DATASET EXTRACT:
-- -- --

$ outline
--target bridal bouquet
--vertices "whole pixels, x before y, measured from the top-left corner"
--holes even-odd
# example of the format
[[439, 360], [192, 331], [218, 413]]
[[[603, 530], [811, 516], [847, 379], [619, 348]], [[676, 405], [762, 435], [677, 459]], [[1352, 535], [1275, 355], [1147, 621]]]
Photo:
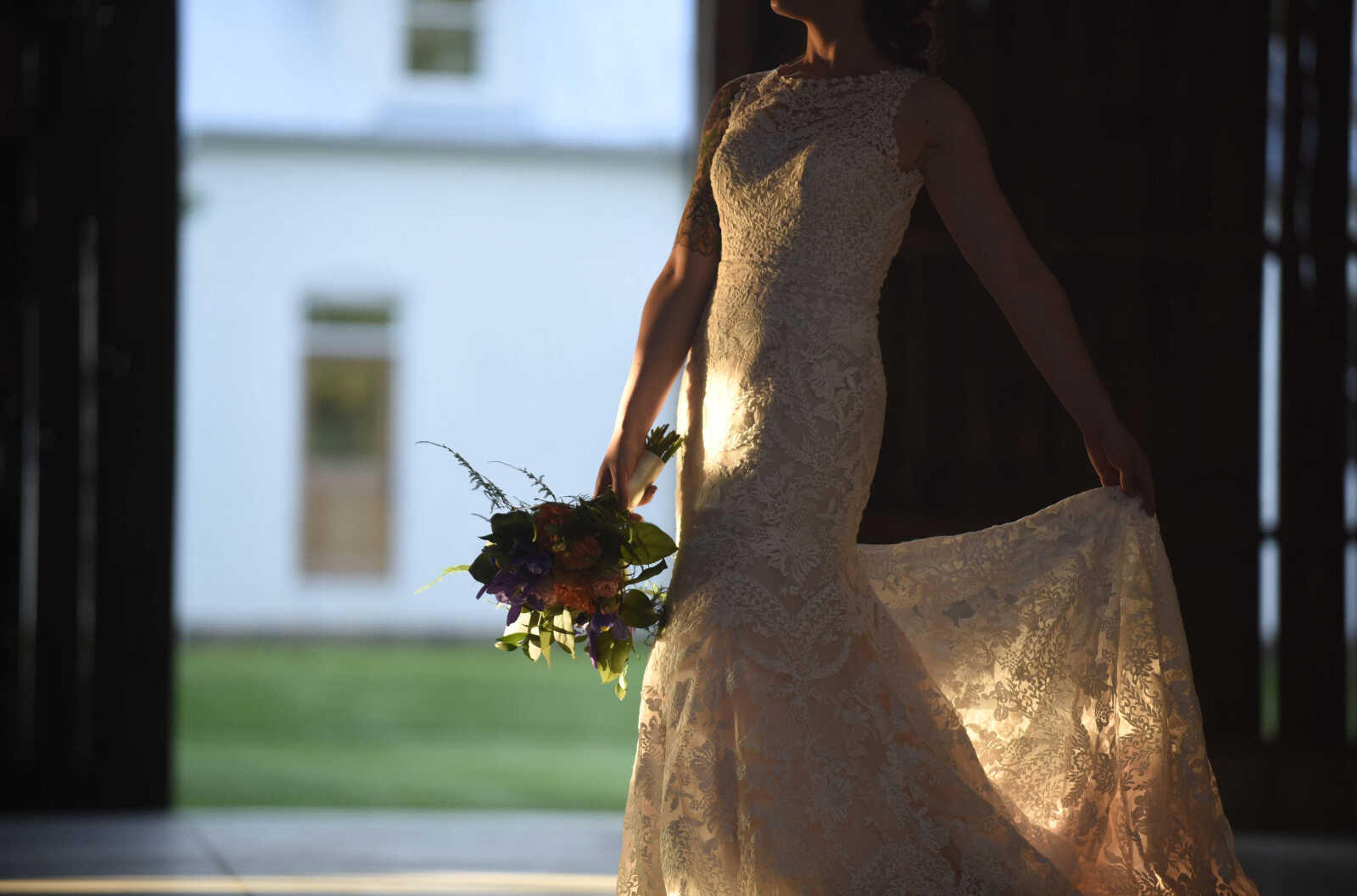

-- -- --

SET EXERCISE: Please render each line of the listing above as a Markdown table with the columns Row and Text, numbering the rows and leaving out blank lines. Keep the pictures out of your answer.

ANSWER IN FULL:
| Row | Text |
|---|---|
| 1 | $ outline |
| 2 | --target bridal bouquet |
| 3 | --vertices "whole pixels, x before y, measured from the top-left corner" |
| 4 | --holes even-odd |
| 5 | # example of the format |
| 6 | [[439, 360], [192, 331], [218, 413]] |
| 7 | [[[603, 530], [811, 516], [847, 379], [619, 348]], [[676, 405], [762, 435], [677, 459]], [[1352, 535], [1275, 355], [1147, 621]]] |
| 8 | Photo: |